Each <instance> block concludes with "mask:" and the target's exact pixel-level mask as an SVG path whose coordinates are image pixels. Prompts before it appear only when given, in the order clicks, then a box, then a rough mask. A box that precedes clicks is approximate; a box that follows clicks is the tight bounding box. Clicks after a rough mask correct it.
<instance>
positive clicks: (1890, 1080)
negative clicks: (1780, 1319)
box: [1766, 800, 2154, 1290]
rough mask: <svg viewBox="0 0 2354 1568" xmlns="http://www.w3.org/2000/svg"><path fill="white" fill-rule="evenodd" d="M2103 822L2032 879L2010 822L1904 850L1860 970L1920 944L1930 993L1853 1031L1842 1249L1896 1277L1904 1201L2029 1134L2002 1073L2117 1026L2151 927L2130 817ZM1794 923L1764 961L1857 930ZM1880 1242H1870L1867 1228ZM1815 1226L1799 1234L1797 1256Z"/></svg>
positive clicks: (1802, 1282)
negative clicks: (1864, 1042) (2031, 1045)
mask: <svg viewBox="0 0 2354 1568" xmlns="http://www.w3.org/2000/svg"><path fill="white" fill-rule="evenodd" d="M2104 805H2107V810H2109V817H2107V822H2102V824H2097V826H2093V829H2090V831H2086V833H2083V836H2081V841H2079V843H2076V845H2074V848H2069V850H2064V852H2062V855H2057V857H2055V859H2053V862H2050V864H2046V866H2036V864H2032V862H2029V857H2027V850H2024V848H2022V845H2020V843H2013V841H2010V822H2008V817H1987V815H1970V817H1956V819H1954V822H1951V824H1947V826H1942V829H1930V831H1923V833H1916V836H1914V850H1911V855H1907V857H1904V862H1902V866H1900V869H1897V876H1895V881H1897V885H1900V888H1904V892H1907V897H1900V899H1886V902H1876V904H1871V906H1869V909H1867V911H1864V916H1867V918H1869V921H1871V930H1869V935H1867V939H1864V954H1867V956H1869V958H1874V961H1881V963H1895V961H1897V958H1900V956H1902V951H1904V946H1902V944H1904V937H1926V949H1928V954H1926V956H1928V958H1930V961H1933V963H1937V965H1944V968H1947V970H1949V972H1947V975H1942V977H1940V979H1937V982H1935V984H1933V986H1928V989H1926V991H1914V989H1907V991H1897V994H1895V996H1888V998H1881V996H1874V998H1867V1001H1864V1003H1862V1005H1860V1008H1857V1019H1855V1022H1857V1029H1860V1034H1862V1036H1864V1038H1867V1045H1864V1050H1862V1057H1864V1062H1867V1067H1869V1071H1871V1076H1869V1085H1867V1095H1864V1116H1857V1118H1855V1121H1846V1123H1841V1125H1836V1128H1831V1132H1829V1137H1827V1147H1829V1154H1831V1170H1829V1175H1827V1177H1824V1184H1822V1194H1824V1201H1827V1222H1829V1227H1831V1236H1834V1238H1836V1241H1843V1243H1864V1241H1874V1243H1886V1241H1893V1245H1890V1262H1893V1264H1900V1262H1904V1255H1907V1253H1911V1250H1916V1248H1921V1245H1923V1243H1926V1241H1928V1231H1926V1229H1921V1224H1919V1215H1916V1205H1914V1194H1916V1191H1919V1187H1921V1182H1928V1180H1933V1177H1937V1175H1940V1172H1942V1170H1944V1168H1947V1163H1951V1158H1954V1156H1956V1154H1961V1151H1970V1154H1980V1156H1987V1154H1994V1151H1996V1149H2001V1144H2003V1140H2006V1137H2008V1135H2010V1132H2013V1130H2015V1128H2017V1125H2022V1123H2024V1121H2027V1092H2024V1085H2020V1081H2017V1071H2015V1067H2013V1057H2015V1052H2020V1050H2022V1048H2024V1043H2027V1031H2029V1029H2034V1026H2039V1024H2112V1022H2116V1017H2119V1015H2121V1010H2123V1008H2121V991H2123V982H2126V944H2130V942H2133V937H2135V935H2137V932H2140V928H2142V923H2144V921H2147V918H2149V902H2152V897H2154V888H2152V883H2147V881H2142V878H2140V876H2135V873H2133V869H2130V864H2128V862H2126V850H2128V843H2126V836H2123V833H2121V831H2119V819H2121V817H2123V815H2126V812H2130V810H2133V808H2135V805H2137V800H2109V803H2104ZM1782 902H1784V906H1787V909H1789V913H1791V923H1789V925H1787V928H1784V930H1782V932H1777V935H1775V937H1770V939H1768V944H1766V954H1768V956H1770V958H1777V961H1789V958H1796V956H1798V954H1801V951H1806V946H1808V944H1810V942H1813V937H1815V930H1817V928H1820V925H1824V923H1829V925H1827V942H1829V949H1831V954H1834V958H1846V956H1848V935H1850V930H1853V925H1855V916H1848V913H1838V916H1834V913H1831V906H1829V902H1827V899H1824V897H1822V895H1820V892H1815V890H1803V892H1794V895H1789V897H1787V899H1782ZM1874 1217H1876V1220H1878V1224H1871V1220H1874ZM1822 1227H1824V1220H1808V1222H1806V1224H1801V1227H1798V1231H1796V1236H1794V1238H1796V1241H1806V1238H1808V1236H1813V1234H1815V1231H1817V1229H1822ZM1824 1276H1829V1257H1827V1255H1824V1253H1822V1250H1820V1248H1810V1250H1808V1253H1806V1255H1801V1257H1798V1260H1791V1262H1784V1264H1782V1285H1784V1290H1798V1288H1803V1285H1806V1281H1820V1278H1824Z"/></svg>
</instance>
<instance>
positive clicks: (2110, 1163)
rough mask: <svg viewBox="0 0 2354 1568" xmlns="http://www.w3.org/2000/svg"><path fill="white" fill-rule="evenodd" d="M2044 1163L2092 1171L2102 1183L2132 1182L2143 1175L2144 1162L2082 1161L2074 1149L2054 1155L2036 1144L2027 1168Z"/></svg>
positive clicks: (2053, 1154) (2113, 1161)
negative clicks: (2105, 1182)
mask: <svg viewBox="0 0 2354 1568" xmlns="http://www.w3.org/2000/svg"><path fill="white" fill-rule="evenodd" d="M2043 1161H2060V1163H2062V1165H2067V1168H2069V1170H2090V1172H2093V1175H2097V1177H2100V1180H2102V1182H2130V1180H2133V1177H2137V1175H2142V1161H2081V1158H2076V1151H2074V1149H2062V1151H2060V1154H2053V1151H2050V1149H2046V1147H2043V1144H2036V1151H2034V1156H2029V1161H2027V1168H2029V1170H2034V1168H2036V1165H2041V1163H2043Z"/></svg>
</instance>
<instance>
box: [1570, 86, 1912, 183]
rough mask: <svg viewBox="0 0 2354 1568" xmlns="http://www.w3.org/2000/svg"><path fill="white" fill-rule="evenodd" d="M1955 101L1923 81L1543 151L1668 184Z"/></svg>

# [Problem details]
Beginning at the opening line of the data, transcribe each line exactly until you reach the line with "positive clicks: (1802, 1282)", which you also include, and go no further.

# [Result of the task]
Each <instance> block concludes with "mask:" and the target's exact pixel-level mask as an SVG path whose coordinates are image pixels. Prompts before it appear only when given, in the order clicks, then a box, then a rough mask. A box that precedes clicks is approximate; a box that follows clicks is the tight bounding box. Clicks after a rough mask correct it.
<instance>
positive clicks: (1890, 1080)
negative clicks: (1780, 1319)
box: [1766, 800, 2154, 1290]
rough mask: <svg viewBox="0 0 2354 1568" xmlns="http://www.w3.org/2000/svg"><path fill="white" fill-rule="evenodd" d="M2103 822L2032 879L2010 822L1904 850L1860 970L1920 944L1930 993L1853 1031L1842 1249L1896 1277L1904 1201L2029 1134L2002 1073L2117 1026L2151 927L2130 817ZM1794 923L1764 961L1857 930ZM1880 1242H1870L1867 1228ZM1815 1226L1799 1234L1797 1256Z"/></svg>
positive clicks: (1802, 1282)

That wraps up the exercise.